Copy out, exactly and with nothing else, the stretch of lines that starts at the line containing "outlet. Write the coordinates, one line per instance." and finishes at the end of the data.
── DATASET EXTRACT
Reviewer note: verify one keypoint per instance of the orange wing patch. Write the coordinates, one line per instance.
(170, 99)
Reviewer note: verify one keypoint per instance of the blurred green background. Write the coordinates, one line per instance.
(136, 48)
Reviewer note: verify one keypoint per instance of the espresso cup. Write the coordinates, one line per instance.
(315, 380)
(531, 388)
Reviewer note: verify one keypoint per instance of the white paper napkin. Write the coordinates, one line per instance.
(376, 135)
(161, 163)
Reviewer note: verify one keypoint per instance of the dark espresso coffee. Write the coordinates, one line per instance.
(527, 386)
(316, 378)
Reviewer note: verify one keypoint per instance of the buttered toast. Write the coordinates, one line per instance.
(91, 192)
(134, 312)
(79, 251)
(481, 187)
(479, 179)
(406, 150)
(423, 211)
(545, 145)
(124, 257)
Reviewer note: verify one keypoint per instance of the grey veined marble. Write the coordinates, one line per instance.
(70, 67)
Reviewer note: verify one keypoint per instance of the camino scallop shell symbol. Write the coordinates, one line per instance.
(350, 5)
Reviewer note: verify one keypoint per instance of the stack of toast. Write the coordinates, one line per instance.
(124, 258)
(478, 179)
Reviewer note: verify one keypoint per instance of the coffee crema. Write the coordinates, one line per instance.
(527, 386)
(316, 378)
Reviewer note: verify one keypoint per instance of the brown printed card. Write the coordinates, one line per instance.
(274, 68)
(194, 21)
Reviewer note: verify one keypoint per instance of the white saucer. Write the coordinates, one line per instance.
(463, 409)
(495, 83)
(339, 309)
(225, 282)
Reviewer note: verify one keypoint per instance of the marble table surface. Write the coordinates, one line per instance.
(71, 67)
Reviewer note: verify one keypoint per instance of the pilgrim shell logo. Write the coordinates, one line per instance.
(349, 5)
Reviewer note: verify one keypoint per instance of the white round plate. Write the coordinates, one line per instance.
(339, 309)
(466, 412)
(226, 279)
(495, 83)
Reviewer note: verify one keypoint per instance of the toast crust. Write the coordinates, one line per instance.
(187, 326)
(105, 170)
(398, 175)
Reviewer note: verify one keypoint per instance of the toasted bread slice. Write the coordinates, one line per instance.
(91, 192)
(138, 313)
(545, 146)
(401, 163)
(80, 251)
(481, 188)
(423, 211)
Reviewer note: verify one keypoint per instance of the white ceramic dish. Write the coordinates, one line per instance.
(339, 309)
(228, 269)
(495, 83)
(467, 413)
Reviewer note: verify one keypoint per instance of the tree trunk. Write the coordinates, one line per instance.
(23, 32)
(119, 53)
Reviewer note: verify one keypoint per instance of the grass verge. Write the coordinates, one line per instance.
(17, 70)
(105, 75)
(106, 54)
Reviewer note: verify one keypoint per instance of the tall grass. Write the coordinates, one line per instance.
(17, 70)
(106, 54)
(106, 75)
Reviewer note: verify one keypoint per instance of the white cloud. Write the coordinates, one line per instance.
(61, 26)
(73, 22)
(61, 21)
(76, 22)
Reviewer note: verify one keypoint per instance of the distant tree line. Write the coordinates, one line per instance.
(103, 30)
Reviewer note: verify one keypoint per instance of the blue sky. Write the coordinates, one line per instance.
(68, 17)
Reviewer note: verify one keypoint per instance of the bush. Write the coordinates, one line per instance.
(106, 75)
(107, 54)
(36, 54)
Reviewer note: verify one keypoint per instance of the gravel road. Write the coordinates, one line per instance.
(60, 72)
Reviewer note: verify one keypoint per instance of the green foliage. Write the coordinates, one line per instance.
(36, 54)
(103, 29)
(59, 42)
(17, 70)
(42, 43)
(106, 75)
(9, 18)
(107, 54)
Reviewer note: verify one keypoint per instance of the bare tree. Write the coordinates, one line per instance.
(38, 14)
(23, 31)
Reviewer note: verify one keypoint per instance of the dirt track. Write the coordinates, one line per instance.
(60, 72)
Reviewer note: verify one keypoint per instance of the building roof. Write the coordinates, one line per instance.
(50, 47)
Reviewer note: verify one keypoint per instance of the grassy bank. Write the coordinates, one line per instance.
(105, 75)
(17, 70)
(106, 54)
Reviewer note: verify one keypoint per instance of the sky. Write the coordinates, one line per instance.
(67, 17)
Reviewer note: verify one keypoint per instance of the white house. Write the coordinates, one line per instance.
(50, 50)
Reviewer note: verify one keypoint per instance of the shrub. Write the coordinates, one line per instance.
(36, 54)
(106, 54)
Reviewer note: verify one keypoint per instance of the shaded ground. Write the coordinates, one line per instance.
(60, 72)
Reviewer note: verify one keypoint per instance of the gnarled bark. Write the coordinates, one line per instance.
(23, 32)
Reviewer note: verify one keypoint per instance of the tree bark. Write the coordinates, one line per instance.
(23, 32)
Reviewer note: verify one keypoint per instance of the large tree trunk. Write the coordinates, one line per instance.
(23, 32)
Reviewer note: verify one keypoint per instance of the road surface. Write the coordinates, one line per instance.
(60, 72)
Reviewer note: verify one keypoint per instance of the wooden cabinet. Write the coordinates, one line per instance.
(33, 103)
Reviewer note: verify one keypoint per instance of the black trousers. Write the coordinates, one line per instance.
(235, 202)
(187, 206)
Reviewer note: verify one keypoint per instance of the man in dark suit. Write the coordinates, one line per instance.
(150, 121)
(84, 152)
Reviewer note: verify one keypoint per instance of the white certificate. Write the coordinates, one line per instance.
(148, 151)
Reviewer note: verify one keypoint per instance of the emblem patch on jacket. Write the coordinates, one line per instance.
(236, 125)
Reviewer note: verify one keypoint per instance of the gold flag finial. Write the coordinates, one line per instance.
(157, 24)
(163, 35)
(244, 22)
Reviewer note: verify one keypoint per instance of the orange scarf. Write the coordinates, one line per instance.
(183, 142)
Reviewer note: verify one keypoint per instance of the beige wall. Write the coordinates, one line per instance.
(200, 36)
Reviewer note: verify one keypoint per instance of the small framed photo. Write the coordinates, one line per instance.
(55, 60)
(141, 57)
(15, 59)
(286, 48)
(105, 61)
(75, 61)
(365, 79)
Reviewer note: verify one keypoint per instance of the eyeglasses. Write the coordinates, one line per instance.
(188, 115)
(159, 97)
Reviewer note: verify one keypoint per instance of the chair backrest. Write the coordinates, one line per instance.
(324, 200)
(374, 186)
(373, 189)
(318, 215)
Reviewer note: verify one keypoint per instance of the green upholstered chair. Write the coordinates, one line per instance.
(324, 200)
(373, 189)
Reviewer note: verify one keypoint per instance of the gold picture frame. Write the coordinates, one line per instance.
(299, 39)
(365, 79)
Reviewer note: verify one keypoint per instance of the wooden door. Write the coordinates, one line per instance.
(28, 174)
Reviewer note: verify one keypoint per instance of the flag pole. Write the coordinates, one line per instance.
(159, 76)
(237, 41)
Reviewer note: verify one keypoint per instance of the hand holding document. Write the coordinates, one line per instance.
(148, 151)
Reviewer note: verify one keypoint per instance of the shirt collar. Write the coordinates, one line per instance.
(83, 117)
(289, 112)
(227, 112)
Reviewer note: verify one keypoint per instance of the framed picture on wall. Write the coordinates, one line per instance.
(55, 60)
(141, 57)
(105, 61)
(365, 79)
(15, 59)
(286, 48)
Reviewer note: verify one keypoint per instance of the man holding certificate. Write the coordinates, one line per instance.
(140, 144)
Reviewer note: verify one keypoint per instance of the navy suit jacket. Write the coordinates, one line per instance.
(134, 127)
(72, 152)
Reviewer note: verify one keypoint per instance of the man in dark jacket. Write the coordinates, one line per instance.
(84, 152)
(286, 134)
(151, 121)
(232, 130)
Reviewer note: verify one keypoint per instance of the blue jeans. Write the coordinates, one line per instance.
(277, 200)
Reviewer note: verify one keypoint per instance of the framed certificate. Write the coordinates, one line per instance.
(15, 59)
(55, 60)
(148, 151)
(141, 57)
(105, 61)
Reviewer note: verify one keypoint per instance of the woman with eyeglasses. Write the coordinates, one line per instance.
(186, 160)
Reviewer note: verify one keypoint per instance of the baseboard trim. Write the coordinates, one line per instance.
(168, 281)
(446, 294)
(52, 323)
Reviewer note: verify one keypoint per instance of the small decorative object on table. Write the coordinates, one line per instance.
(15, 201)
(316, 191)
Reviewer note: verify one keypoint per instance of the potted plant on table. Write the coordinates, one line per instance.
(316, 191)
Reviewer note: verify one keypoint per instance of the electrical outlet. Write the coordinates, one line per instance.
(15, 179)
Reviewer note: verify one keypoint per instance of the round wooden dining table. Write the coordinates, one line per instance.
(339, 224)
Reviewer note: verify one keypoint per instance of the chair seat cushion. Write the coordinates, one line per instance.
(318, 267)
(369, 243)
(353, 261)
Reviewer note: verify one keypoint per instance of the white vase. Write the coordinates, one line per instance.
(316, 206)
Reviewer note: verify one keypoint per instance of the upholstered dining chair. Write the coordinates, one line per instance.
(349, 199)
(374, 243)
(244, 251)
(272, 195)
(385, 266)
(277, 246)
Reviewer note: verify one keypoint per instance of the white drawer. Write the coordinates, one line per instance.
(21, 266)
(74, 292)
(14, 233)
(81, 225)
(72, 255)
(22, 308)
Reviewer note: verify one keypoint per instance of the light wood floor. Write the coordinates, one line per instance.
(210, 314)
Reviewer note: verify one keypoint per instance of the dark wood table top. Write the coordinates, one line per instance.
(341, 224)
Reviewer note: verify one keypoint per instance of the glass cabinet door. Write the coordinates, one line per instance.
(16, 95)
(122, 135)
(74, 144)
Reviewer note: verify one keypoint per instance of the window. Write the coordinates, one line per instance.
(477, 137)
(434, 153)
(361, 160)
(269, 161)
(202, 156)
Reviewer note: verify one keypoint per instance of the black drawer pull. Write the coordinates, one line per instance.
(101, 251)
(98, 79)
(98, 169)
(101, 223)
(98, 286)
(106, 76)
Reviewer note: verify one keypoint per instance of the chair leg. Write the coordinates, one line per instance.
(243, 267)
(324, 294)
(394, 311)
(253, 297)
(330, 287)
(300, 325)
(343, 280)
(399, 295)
────
REPLY TO THE EXERCISE:
Reviewer note: verify one keypoint per instance of the electrical outlet. Write the coordinates, one line per instance.
(15, 179)
Reviewer note: verify one keypoint per instance of the round wooden dining table. Write the coordinates, one line per instance.
(339, 224)
Reviewer note: verify one keypoint per instance of the chair seat cushion. Write the coordinates, one line per instance.
(318, 267)
(369, 243)
(353, 261)
Reviewer note: verify one keypoint per instance of the white vase. Write the coordinates, one line per instance.
(316, 206)
Reviewer note: verify one keypoint per instance of the upholstered dining chair. Write the coordinates, one line per instance.
(349, 199)
(374, 243)
(244, 251)
(272, 195)
(385, 266)
(277, 246)
Reviewer note: verify one keypoint per instance of the white drawer. Write the coordinates, one line per instance.
(21, 266)
(74, 292)
(14, 233)
(81, 225)
(72, 255)
(22, 308)
Reviewer note: verify one keypoint per instance of the light wood floor. Write the coordinates, one line per instance.
(210, 314)
Reviewer note: verify one keypoint per instance of the dark wood table top. Write the coordinates, one line per instance.
(341, 224)
Reviewer note: verify one keypoint per instance of the glass cabinet door. Write the coordinates, one line per instance.
(16, 95)
(122, 135)
(74, 144)
Reviewer note: verify one keypoint per instance of the window. Write the coordinates, one line per instance.
(477, 137)
(434, 153)
(361, 160)
(269, 161)
(202, 156)
Reviewer note: verify one keypoint per instance of the black drawer pull. Write the coordinates, one line per instance.
(101, 251)
(98, 79)
(98, 169)
(101, 223)
(98, 286)
(106, 76)
Reviewer note: verify one keypoint per instance of the chair leg. Write the coordinates, one line per instance.
(243, 267)
(324, 294)
(394, 311)
(253, 297)
(330, 287)
(300, 325)
(343, 280)
(399, 295)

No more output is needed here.